_Texto proporcionado_
El Paramilitarismo, La Paz, y El Progreso
Una cosa queda en claro: para las elites del país, el proceso de paz ya logró lo que les interesaba, a saber, el despeje territorial de enormes zonas de bosque en el país para así dar paso a los proyectos extractivistas y a los mega-proyectos que se habían quedado en salmuera a lo largo de décadas. El proyecto de imponer el neoliberalismo en el país comenzó en forma con la Constitución de 1991, en medio del entusiasmo producido por la desmovilización de la guerrilla del M19. La disolución de la Unión Soviética como telón de fondo prometía el fin de las otras guerrillas porque supuestamente se había quedado sin piso ideológico. Sin embargo, lejos de la tan anhelada paz para abrir el país a la tan deseada inversión extranjera, en los años 90 se vivió un recrudecimiento de la guerra, alimentada por los dineros del narcotráfico, y una reconfiguración de los frentes con el fortalecimiento de los grupos de autodefensa, legalizados en Antioquia cuando Uribe Vélez era gobernador.
Bajo el pretexto de combatir la guerrilla, las autodefensas fueron las principales causantes del desplazamiento de millones de campesinos (las cifras oscilan entre aproximadamente los cinco millones, según las agencias del gobierno, y los siete millones según diversas ONGs, desplazado durante 50 años de guerra) y la consecuente concentración de la tierra en manos de pocos propietarios. El fracaso de las conversaciones entre Andrés Pastrana y Manuel Marulanda Vélez,“Tirofijo”, el comandante de las FARC, en 1999 ayudó a orientar a la opinión pública hacia la búsqueda de una salida armada al conflicto. Así, en el año 2000, el Plan Colombia, una iniciativa ante todo militar del gobierno de los Estados Unidos, entró a combatir la narco-guerrilla, el nombre que se le dio a lo que se postuló como un solo enemigo, dando a entender que eran los guerrilleros los principales narcotraficantes. Durante los dos periodos de la presidencia de Uribe Vélez (2002-2010), se implantaron las políticas de la “Seguridad Democrática” y de la “Seguridad Inversionista”, que representaban gran presencia militar (y paramilitar) para combatir al enemigo, garantizar las operaciones extractivistas y los mega-proyectos y facilitar el ingreso del gran capital, en medio de masacres, desplazamientos forzados, ejecuciones extrajudiciales, desapariciones forzosas, violaciones e intimidaciones a la población civil.

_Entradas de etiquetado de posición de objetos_
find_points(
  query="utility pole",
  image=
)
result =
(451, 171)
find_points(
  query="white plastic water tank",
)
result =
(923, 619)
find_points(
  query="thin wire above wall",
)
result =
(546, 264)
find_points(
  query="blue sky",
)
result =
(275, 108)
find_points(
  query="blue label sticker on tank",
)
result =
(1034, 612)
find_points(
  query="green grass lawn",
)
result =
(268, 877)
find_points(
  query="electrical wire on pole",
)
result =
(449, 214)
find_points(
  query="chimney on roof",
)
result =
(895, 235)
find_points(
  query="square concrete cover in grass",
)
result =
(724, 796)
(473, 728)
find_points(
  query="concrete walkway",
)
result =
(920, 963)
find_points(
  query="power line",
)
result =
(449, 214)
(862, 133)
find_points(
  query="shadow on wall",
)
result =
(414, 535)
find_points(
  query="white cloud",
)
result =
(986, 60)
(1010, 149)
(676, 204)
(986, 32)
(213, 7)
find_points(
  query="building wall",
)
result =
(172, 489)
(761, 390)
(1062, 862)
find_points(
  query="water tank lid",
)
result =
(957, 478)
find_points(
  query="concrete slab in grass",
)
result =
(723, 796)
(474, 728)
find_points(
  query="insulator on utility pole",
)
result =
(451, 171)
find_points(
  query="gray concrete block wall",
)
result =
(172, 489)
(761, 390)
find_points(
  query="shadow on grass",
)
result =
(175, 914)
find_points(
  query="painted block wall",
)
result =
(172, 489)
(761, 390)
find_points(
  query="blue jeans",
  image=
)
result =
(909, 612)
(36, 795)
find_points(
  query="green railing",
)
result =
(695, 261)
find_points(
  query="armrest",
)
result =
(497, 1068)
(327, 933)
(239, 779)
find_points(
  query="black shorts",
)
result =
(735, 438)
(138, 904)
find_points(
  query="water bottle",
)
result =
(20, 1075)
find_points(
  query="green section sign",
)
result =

_Lo que hará_
1. Reúna todas las líneas de los registros que contengan la cadena "concrete".
2. Retome el texto sobre el paramilitarismo y el proceso de paz y continúelo a partir de su última oración.
El texto y los registros constituyen materiales independientes entre sí.

_Tareas resueltas_
1.
  query="square concrete cover in grass",
  query="concrete walkway",
  query="concrete slab in grass",
  query="gray concrete block wall",

2.
La derecha—liderada por Uribe—ha satanizado a Petro señalando que es “castro-chavista”, el clásico epíteto a todo proyecto de izquierda, aun los más tímidos. Y la campaña refuerza con insistencia que de llegar a la presidencia, Petro convertiría a Colombia en otra Venezuela. Lo que olvidan señalar es que Colombia ya es Colombia. En el telón de fondo, y prácticamente sin que esto haya tenido eco en medio del ruido electorero, han asesinado a 385 líderes sociales desde que se firmaron los acuerdos hace año y medio. Se trata en muchos casos de hombres y mujeres que luchan por la defensa del territorio, contra proyectos extractivos, por la restitución de tierras o la sustitución de cultivos. El gobierno niega que sea sistémico. El Ministro de Defensa aduce que las muertes son hechos aislados por disputas de vecinos o “líos de faldas”.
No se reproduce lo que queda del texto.